=== TEXT ===
Auch die Ankündigung Schickers, dass er sich für eine Europaregion in Zusammenarbeit
mit den genannten Städten, die an unserer Grenze sind und in denen es überall
auch ein Büro von Compress gibt, einsetzen wird, hat nicht dazu geführt, dass
weitere Projekte in Angriff genommen wurden, denn seit dem, ich glaube,
7. Dezember 2001 hat es vom Planungsstadtrat in diesem Bereich keine
Meldungen mehr gegeben.
Die
Erweiterung der Europäischen Union kommt jetzt in eine Phase, in der es heißt,
2004 käme es zu weiteren Beitritten. Aber jetzt geht es auch um das Eingemachte.
Es geht um die Finanzierung einerseits der Landwirtschaft und andererseits des
ganzen Bereichs der Strukturpolitik. Der SPD-Bundeskanzler Deutschlands hat
plötzlich gesagt, Deutschland könne es sich nicht mehr leisten, die
Landwirtschaft in den Beitrittswerberländern auch mit Direktzahlungen zu
unterstützen. Ich hoffe, dass das nicht nur eine Ansage eines im Wahlkampf
befindlichen Bundeskanzlers war, sondern dass das dazu führen müsste, eine
Änderung der Agrarpolitik in der Europäischen Union zu bewirken.
=== VORLIEGENDE DATENSÄTZE ===
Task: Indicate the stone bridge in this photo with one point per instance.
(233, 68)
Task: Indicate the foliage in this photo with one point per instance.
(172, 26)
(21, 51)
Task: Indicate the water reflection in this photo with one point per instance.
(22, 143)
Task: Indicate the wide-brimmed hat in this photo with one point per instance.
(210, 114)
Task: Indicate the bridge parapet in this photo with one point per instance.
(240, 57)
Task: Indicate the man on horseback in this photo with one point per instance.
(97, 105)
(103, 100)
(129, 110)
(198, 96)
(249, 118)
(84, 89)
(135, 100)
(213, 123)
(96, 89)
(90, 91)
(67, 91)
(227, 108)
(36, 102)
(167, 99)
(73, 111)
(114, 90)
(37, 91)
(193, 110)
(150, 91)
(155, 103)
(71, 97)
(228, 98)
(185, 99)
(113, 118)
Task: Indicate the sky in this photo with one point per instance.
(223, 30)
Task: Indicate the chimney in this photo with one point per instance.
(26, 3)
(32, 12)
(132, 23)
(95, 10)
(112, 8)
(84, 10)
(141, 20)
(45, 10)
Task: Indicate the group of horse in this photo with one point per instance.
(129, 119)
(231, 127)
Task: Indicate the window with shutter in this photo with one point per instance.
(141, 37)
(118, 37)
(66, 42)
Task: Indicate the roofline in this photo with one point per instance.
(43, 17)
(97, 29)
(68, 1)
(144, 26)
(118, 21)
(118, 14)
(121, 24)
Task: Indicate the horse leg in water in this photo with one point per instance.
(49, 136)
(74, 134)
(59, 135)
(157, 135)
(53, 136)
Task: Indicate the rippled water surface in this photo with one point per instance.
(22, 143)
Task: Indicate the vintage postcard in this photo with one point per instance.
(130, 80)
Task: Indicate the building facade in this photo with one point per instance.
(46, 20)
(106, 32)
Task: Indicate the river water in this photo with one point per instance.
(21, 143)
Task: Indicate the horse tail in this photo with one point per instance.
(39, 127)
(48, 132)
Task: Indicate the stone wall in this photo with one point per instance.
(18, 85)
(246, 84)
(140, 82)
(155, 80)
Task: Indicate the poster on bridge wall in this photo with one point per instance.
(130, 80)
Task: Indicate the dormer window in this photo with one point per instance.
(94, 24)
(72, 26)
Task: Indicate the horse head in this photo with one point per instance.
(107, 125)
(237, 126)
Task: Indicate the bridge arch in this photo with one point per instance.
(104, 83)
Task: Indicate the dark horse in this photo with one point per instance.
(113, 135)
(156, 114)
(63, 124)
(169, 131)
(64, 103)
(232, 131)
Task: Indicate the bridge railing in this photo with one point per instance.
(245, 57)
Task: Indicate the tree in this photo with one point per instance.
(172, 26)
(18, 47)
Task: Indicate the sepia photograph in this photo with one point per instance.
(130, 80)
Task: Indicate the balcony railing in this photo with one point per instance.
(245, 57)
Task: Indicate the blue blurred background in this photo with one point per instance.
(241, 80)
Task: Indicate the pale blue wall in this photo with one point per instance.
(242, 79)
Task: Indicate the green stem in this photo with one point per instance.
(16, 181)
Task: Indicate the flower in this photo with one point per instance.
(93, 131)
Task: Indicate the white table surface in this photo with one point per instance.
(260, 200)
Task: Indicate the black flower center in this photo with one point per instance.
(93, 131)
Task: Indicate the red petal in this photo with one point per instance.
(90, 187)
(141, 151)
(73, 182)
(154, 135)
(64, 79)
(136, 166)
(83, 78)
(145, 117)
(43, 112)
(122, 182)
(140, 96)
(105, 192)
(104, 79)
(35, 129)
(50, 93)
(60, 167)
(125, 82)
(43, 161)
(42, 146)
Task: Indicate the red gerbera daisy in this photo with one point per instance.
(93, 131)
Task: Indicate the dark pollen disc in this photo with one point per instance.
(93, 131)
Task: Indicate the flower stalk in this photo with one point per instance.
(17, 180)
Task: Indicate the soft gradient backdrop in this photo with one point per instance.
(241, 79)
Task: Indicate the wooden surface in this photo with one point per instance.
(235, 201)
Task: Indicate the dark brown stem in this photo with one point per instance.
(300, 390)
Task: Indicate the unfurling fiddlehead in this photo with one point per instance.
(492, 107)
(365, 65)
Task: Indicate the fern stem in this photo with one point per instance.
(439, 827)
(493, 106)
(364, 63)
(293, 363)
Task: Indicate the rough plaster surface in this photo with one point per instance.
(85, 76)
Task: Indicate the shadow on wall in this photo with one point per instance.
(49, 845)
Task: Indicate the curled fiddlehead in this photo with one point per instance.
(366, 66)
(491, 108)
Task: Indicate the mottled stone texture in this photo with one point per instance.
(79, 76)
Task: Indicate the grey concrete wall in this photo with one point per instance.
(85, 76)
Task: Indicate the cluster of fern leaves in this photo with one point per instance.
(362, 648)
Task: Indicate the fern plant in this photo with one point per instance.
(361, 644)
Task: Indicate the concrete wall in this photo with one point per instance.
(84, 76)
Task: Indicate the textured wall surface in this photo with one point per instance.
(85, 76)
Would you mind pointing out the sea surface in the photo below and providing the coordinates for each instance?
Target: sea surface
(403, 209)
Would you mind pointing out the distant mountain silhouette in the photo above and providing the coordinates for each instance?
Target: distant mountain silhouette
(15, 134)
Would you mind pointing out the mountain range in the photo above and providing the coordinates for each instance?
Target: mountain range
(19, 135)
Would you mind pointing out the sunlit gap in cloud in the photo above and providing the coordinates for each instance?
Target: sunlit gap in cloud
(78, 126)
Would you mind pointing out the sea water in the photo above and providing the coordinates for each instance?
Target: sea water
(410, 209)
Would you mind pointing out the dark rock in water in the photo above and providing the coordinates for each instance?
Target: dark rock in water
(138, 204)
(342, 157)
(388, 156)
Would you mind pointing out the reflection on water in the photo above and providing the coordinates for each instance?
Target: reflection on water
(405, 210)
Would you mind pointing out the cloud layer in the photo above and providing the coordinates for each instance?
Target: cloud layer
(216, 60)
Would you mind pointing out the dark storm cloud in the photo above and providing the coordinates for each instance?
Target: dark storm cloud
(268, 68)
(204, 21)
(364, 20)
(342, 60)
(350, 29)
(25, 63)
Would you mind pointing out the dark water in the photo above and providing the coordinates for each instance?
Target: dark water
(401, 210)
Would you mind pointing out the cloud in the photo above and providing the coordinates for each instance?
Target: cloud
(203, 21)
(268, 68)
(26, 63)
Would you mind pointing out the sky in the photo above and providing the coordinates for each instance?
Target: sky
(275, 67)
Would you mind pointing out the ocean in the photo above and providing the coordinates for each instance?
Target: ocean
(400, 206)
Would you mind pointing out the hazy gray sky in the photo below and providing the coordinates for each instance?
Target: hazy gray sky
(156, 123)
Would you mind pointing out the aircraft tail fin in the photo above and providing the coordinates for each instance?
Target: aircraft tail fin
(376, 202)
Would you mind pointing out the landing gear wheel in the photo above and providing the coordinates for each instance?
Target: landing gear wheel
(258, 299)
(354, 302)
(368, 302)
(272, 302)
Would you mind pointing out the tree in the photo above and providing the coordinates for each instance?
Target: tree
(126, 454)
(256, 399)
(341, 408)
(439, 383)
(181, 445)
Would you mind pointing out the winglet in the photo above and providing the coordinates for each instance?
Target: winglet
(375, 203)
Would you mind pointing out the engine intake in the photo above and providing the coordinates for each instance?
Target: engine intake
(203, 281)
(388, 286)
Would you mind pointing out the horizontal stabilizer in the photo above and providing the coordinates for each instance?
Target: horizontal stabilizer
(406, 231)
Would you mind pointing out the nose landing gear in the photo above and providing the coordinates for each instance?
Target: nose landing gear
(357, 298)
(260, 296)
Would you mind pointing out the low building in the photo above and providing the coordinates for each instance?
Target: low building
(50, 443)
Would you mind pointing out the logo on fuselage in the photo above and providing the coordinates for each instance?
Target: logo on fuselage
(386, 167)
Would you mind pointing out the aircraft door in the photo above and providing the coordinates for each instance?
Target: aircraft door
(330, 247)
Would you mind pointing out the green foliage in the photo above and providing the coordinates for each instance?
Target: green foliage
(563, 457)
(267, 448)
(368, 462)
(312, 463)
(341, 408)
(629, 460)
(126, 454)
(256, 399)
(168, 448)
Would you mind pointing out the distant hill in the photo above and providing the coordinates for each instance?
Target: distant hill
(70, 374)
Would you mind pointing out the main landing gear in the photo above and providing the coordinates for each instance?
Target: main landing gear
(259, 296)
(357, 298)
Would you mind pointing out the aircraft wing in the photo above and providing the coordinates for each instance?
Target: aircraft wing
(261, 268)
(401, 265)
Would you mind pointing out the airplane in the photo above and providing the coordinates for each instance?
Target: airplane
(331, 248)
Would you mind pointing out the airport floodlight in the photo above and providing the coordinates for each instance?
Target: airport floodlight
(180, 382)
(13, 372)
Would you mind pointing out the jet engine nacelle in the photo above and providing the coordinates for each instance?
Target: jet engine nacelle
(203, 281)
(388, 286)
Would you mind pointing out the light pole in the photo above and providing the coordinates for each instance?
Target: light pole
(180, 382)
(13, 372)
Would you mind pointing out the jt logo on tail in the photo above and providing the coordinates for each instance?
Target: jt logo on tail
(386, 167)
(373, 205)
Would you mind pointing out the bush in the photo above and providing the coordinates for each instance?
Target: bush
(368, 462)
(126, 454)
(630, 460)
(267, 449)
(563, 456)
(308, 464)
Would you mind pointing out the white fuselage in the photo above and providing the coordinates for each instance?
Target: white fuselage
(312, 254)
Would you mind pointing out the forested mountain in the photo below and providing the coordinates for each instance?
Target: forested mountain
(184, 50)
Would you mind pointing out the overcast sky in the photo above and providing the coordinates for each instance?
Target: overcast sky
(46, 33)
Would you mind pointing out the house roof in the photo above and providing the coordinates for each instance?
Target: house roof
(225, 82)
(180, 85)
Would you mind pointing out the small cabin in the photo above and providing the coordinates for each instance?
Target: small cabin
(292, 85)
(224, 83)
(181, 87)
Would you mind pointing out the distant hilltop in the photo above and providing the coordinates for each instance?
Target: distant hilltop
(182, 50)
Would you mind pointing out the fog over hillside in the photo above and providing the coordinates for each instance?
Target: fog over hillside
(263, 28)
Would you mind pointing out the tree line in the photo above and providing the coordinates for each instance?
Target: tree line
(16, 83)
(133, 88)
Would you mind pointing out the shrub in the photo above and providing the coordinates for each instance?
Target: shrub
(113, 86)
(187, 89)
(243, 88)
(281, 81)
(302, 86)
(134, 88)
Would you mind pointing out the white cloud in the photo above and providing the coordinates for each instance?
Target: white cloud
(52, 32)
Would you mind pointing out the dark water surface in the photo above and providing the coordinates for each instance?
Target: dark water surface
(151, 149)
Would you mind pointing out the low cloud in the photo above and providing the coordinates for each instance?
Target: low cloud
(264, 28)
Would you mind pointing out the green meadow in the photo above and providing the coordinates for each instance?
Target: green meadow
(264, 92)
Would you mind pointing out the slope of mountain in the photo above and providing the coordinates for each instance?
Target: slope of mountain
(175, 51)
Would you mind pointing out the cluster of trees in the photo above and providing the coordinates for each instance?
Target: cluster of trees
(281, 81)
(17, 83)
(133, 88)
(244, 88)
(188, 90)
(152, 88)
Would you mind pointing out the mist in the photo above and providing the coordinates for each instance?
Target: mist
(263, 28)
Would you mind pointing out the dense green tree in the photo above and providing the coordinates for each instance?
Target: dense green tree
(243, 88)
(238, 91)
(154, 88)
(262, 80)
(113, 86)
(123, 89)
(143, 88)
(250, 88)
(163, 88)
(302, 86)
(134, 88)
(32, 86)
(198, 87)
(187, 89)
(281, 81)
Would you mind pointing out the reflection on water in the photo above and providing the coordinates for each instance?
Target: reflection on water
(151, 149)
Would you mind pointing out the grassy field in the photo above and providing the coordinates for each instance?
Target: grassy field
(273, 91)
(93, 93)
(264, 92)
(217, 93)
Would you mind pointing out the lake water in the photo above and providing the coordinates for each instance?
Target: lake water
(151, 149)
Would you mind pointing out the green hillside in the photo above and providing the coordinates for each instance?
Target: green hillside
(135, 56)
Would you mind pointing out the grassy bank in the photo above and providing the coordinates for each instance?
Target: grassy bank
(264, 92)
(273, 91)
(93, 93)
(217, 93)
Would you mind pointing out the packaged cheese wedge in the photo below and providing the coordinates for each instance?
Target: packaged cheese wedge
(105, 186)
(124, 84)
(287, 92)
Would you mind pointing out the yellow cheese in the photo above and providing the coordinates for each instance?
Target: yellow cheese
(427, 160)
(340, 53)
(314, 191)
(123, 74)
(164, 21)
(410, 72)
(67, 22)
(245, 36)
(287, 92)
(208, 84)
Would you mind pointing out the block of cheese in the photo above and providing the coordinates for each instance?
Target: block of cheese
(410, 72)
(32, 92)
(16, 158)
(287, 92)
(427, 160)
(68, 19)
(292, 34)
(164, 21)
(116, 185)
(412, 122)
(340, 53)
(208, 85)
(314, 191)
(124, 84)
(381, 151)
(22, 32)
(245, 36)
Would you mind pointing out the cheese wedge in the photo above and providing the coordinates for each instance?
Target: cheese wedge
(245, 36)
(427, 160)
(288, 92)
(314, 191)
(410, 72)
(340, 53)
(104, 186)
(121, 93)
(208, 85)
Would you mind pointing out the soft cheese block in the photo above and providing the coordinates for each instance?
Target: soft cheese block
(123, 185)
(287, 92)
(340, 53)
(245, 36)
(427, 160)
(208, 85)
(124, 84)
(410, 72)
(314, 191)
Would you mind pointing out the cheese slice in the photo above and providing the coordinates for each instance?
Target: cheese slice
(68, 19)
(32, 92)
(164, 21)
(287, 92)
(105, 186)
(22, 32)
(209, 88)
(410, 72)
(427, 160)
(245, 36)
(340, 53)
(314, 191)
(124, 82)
===
* [AUFGABEN ZUM MATERIAL]:
(1) Gib aus dem Text zur EU-Erweiterung den Abschnitt wortgetreu wieder, der mit den Worten „Auch die Ankündigung“ einsetzt und mit „um das Eingemachte.“ schließt.
(2) Schreibe den Text zur EU-Erweiterung im Anschluss an seinen letzten Satz weiter.

* [LÖSUNGEN]:
(1)
Auch die Ankündigung Schickers, dass er sich für eine Europaregion in Zusammenarbeit
mit den genannten Städten, die an unserer Grenze sind und in denen es überall
auch ein Büro von Compress gibt, einsetzen wird, hat nicht dazu geführt, dass
weitere Projekte in Angriff genommen wurden, denn seit dem, ich glaube,
7. Dezember 2001 hat es vom Planungsstadtrat in diesem Bereich keine
Meldungen mehr gegeben.
Die
Erweiterung der Europäischen Union kommt jetzt in eine Phase, in der es heißt,
2004 käme es zu weiteren Beitritten. Aber jetzt geht es auch um das Eingemachte.

(2)
Was ist
passiert? - Es hat dort niemand darüber nachgedacht, wie man bei der Agrarpolitik,
die immerhin 50 Prozent des Gesamtaufwands der Europäischen Union zur
Finanzierung benötigt, Änderungen durchführen könnte, nein, es ist etwas
anderes passiert: Einen Tag darauf hat Agrarkommissar Fischler in der
"Pressestunde" im ORF 2 dem deutschen Bundeskanzler einfach eine
Rüge erteilt. Es handelt sich bei Fischler um einen Politiker, der noch nie
eine Wählerstimme brauchte, der mit Begeisterung in Brüssel sitzt und dort die
Bürokratie aufrechterhält, ohne sich wirklich den Kopf zu zerbrechen, wie es
den kleinstrukturierten Landwirtschaften in den kleineren Ländern geht -
Österreich ist ein ganz typisches Beispiel dafür -, ohne daran zu denken, dass
jetzt Länder an unseren östlichen Grenzen dazukommen, die eine sehr
großstrukturierte, aber veraltete Landwirtschaft haben, deren landwirtschaftlicher
Bereich zum großen Teil aus der Produktion herausgenommen werden muss.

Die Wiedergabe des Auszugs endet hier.